* Goal: Reproduce the full listing that appears beneath this instruction exactly.

* Input:
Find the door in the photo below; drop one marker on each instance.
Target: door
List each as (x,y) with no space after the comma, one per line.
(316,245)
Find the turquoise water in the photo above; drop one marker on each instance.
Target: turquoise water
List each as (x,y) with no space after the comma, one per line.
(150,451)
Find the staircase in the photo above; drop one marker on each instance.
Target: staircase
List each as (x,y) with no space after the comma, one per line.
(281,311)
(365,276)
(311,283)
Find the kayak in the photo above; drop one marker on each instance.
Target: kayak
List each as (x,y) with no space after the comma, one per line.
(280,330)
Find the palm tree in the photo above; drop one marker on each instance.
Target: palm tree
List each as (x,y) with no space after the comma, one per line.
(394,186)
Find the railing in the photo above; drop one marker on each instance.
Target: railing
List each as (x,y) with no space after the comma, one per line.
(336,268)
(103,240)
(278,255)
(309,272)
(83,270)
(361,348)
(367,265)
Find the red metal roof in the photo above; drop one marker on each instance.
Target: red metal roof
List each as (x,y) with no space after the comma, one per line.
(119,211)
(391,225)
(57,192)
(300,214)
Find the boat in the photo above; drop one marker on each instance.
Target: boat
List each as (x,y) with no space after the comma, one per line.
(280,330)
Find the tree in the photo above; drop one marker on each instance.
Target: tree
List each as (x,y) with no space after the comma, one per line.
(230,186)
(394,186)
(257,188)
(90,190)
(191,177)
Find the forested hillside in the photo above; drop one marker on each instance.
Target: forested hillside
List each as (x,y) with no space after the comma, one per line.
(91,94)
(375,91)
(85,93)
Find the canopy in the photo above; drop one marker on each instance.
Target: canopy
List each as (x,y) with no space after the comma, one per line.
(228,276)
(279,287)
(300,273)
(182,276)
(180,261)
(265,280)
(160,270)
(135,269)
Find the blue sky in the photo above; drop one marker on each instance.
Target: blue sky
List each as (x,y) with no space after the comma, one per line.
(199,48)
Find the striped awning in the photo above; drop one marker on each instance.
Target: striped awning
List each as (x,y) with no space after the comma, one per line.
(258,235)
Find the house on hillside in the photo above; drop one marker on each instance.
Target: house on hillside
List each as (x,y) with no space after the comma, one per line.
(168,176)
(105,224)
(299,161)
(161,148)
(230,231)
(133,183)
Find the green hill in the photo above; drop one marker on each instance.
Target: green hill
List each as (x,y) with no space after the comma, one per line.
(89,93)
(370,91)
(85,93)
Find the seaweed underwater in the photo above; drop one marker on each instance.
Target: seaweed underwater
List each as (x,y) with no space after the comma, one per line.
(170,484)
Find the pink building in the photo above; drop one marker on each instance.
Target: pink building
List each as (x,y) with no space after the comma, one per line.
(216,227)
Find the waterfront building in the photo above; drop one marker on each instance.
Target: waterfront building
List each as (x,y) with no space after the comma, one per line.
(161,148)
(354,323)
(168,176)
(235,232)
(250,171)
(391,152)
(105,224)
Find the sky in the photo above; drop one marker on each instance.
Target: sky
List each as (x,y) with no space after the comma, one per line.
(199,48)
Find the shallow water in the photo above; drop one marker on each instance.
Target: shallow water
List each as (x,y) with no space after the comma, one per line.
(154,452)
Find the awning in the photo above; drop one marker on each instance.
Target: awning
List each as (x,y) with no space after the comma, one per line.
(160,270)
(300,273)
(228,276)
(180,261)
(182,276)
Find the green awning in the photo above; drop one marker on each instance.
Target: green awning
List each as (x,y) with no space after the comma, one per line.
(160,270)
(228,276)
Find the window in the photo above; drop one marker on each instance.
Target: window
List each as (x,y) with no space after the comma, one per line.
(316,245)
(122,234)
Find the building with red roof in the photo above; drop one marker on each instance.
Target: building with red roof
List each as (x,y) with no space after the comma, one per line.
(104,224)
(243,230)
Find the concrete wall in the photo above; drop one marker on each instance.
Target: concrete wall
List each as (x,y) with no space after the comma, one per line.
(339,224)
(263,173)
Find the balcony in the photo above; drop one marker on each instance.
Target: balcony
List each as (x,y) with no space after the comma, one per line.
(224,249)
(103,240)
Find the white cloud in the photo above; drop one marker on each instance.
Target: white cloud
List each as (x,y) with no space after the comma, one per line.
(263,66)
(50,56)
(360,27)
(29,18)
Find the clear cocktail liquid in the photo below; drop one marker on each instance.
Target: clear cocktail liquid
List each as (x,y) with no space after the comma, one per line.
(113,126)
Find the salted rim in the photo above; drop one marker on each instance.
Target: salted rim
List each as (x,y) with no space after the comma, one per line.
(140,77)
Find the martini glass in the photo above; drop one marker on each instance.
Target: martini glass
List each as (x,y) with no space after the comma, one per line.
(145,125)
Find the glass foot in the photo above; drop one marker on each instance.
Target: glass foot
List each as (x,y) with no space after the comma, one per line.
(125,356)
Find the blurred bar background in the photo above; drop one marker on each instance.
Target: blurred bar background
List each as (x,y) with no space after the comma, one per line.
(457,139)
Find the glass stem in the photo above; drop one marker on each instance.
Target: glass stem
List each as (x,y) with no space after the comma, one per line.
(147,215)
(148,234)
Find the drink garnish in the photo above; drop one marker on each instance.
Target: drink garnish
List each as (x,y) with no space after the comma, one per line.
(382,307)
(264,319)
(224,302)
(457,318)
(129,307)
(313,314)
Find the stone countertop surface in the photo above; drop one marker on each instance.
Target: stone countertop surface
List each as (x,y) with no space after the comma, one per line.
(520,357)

* Solution:
Find the door in the photo below; drop one marker on each instance.
Target: door
List each as (x,y) with no space after the comma, one per line.
(316,245)
Find the turquoise water in the photo above; drop one marker on each instance.
Target: turquoise water
List each as (x,y) with no space after the comma, one per line.
(150,451)
Find the staircase in the photo above; drop one marker on each instance.
Target: staircase
List each as (x,y) with no space after the comma, one per line.
(281,311)
(365,276)
(311,283)
Find the kayak in the photo above; drop one marker on each instance.
Target: kayak
List each as (x,y) with no space after the comma, one per line.
(280,330)
Find the palm tree in the photo above; drop one marker on each instance.
Target: palm tree
List each as (x,y) with no space after the comma, one per line.
(394,186)
Find the railing in the photo above; drop one marker on each instance.
Target: railing
List each as (x,y) with no space after the comma, one per line.
(336,268)
(103,240)
(278,255)
(309,272)
(83,270)
(361,348)
(367,265)
Find the red metal roof in the photo above; drop one marker on each instance.
Target: red metal roof
List each as (x,y) with no space after the comma, one per line.
(119,211)
(391,225)
(57,192)
(300,214)
Find the boat in the photo above; drop one marker on each instance.
Target: boat
List each as (x,y) with no space after the comma, one per line.
(280,330)
Find the tree in the photo above; drop one marker on each instance.
Target: tree
List each as (x,y) with no space after the comma, one per line.
(230,186)
(394,186)
(257,188)
(90,190)
(191,177)
Find the forested hillside in the photo above; drop one marker on each instance.
Target: forested hillside
List each as (x,y) with no space after the comma, one per line.
(91,94)
(375,91)
(85,93)
Find the canopy in the photo above; drop one marker on each instance.
Target: canopy
List each as (x,y) with no space after the comma, one per line.
(228,276)
(279,287)
(300,273)
(182,276)
(180,261)
(265,280)
(160,270)
(135,269)
Find the blue sky in the photo above; drop one marker on each instance.
Target: blue sky
List each as (x,y) with no space after the comma, one per line.
(199,48)
Find the striped awning in the photo above; drop one marker on each instance.
Target: striped awning
List each as (x,y) with no space after the comma, one per line.
(258,235)
Find the house on hillside in the photo above; drop one marker on each instance.
Target: house on hillside
List each as (x,y) with no space after the comma, one per line.
(168,176)
(105,224)
(299,161)
(161,148)
(230,231)
(133,183)
Find the green hill in the photo above; drop one marker on each instance.
Target: green hill
List each as (x,y) with no space after the comma, one per line.
(89,93)
(370,91)
(85,93)
Find the seaweed underwater in the photo above; drop one marker on each instance.
Target: seaweed underwater
List each as (x,y) with no space after the comma, one per line.
(170,484)
Find the pink building in the photo above; drop one marker on each instance.
Target: pink building
List each as (x,y) with no space after the comma, one per line.
(216,227)
Find the waterfront building in the photo above; drop one marker on each instance.
Target: waterfront building
List each as (x,y) with no space after the comma, one per line.
(161,148)
(354,323)
(168,176)
(235,232)
(250,171)
(391,152)
(105,224)
Find the sky in the photo above; drop one marker on each instance.
Target: sky
List each as (x,y) with no space after the comma, one per line.
(199,48)
Find the shallow water in the photo above; drop one marker on each instance.
Target: shallow water
List each as (x,y) with no space after the comma, one per line.
(154,452)
Find the awning in the photo above; drop one marker on each instance.
Target: awning
List each as (x,y) with no space after the comma, one per line.
(160,270)
(300,273)
(228,276)
(180,261)
(182,276)
Find the green awning in the photo above; drop one marker on each instance.
Target: green awning
List each as (x,y) with no space after the comma, one per line.
(160,270)
(228,276)
Find the window in the photo above; drop one marker on each instance.
Target: window
List each as (x,y) with no space after the comma, one per line.
(316,245)
(122,234)
Find the building with red roof in the photo above; drop one marker on each instance.
Target: building with red roof
List each as (x,y) with no space after the comma, one per line.
(104,224)
(243,230)
Find the concrete wall in the photo above; drop one marker on each instance.
Target: concrete wall
List each as (x,y) with no space after the comma, one per line.
(339,224)
(263,173)
Find the balcony in the photo above; drop one marker on each instance.
Target: balcony
List each as (x,y) with no space after the comma, one per line.
(224,249)
(103,240)
Find the white cloud in the photo above; drop one marker on each instance.
Target: white cloud
List each as (x,y) with no space after the comma, one per line.
(263,66)
(50,56)
(360,27)
(29,18)
Find the clear cocktail liquid in the photo below; drop one marker on each instance.
Target: clear cocktail liquid
List each as (x,y) with no space after the comma, one per line.
(113,126)
Find the salted rim in the photo above; drop one marker on each instance.
Target: salted rim
List each as (x,y) with no space after the comma, one per line.
(140,77)
Find the martini glass in the photo above; drop one marker on each instance.
Target: martini glass
List each as (x,y) with no space after the comma, one per line.
(145,125)
Find the glass foot in the photo above; drop one marker on each instance.
Target: glass foot
List each as (x,y) with no space after the comma, one per line.
(125,356)
Find the blurred bar background in the photo above; drop one marker on each instance.
Target: blurred bar background
List each as (x,y) with no space after the comma, one per line.
(457,139)
Find the glass stem in the photo above; drop one marker on each instance.
Target: glass stem
List each as (x,y) with no space after the comma, one per line.
(147,215)
(148,234)
Find the drink garnish in the photo above; drop one marker on each instance.
Target: drink garnish
List each as (x,y) with no space after the comma, one per line.
(382,307)
(264,319)
(224,302)
(457,318)
(129,307)
(313,314)
Find the stone countertop surface in the photo above; drop one marker on each instance.
Target: stone countertop surface
List each as (x,y) with no space after the comma, one per line.
(520,357)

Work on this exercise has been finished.